Continue the forum thread about buying a laptop, starting after its last post.

• _Passage_
════════════════════

# Buying Laptop



## Solidify (May 12, 2011)

My sister's buying a new laptop, after many years. 

She will be using it for schoolwork, Facebook, YouTube, streaming movies online, music, basic stuff. She's not a heavy user. Right now she has a 15.6" laptop she doesn't want to go smaller. It's either that or bigger. Her budget is around 500$ including taxes and all necessary shipping charges if purchased online. 

I suggested building her a PC but she really needs to portability and I don't know the first thing about laptops. 

What would you recommend TSF?

Right now we're looking at two models:

http://www.costco.ca/Asus-X551MA-QSP1-CB,-Bilingual-15.6-in-Notebook,-N3520.product.100121571.html

vs. 

Acer Aspire Laptop (NX.MMLAA.003), 15.6", 2.16 GHz Intel N2830, 4GB RAM, 500GB HDD | Staples®

Feel free to suggest anything else..


----------



## Corday (Mar 3, 2010)

Your 2nd link only goes to a zip code entry for Staples. The Asus looks OK for the price. At that level as you know, you're not looking at anything super, just useful.


----------



## Solidify (May 12, 2011)

Try now.


----------



## Corday (Mar 3, 2010)

Still getting this:


----------



## gcavan (Aug 13, 2009)

Corday: Standard screen. Probably your first visit to the site? Site will most likely attach what you enter to the cookie. Try entering *L4B 4W3* (postal code of Staples Canada head office) in the code box.


----------



## Corday (Mar 3, 2010)

Now I can speak Canadian. I like the Asus much more, even at the price difference.


----------



## Solidify (May 12, 2011)

OK I'll tell her to get that one.


----------



## Solidify (May 12, 2011)

Still on this laptop hunt. Windows 7 is a must, and so is 15.6" (minimum) screen size. Any recommendations?

════════════════════

• _Stored data_
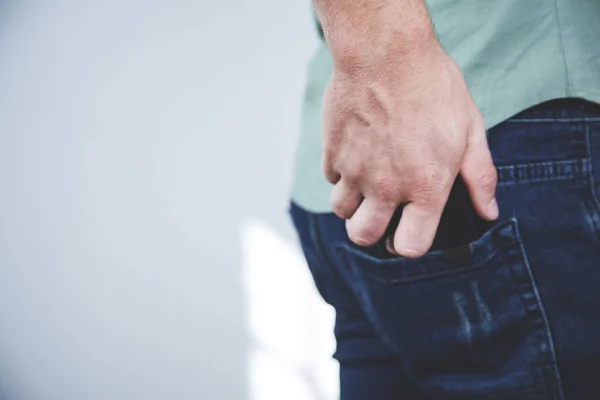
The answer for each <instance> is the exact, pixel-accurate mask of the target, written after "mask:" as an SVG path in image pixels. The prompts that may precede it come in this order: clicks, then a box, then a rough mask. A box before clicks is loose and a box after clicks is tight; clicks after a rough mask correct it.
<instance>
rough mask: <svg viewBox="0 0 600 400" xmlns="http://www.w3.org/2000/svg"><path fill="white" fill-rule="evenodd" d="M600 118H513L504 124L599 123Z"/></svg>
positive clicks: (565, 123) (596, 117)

════════════════════

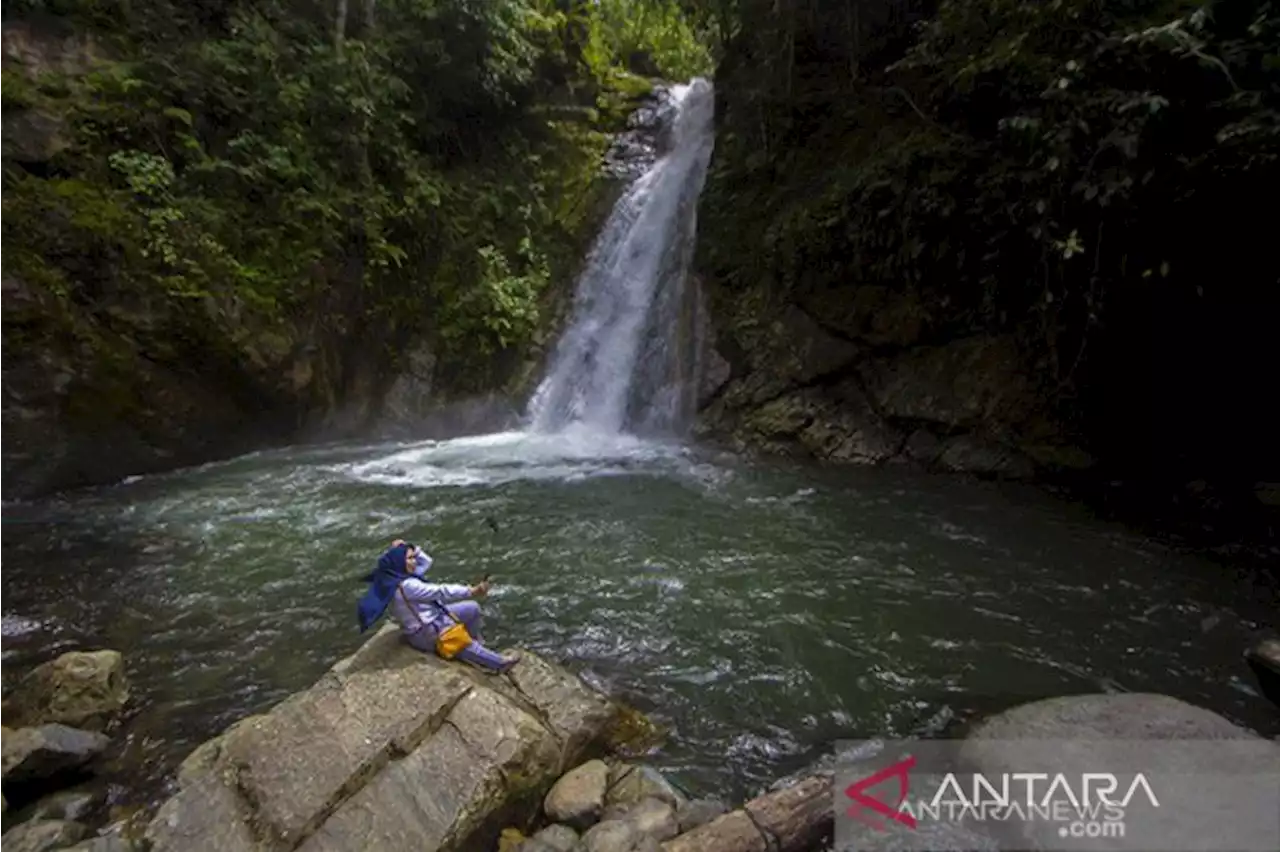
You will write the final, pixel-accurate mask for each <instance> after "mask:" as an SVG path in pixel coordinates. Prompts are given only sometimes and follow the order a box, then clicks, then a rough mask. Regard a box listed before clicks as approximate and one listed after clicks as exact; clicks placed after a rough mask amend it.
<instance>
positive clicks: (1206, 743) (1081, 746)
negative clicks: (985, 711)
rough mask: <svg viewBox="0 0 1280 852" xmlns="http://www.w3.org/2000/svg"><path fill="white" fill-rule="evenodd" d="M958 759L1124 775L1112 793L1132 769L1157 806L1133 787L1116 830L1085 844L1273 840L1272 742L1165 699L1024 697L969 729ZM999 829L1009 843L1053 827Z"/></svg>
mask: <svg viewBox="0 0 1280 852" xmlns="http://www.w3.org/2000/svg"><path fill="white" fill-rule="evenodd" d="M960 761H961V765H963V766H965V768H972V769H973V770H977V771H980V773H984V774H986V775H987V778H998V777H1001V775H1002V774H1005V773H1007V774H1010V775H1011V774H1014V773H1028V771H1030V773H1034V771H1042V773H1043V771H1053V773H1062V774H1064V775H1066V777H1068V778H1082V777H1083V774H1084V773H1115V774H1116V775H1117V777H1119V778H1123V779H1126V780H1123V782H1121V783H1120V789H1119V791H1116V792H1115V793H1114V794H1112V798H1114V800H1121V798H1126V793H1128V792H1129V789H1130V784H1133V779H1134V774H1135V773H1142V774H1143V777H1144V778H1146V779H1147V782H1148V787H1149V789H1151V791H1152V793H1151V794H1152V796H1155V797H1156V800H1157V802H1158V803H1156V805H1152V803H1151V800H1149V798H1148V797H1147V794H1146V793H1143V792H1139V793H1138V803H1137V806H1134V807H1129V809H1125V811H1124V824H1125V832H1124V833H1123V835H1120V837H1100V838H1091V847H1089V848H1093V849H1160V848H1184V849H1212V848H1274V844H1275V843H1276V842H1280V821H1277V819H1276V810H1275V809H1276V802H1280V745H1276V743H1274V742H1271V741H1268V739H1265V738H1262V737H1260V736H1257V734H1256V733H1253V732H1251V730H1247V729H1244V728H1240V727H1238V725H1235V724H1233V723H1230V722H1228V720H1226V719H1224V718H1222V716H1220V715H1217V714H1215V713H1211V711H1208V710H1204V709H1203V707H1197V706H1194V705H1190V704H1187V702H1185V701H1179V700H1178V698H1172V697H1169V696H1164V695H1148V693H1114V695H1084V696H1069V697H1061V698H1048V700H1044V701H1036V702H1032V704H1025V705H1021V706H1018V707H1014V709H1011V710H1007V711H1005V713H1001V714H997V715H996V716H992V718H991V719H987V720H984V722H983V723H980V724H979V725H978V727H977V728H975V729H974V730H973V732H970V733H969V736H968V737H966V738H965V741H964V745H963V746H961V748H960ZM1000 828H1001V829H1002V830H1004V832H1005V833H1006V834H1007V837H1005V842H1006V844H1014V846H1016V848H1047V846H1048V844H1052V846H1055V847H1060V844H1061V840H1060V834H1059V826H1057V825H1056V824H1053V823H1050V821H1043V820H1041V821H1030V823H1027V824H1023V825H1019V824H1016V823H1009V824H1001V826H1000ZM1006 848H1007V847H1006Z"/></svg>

════════════════════

• _Exercise response_
----------



## tanveerahmed2k (Jan 25, 2011)

Here's a canada post code for anyone who needs it: T3H 3C8

----------------------------




Solidify said:


> Still on this laptop hunt. Windows 7 is a must, and so is 15.6" (minimum) screen size. Any recommendations?


No one supports windows 7 anymore.

Windows 8.1 is a million times better than windows 7, all you have to is switch it desktop mode.

----------------------------

Now a days, these are in fashion:
-2-in-1 laptops
-Chromebooks
-Ultrabooks
-macbook air/pro
-Tablets

----------------------------

I hate laptops as much as the next guy, so good luck finding one...

Amazon.com : NEW! HP ProBook 13.3" Ultrabook - Windows 7 Professional 64-Bit PC with 128GB Solid State Performance Drive; 430 G1 Series (4GB RAM) : Computers & Accessories

http://www.amazon.com/Samsung-NP915S3G-K04US-13-3-Inch-Laptop-Mineral/dp/B00HA6R15Y/


----------



## joeten (Dec 4, 2008)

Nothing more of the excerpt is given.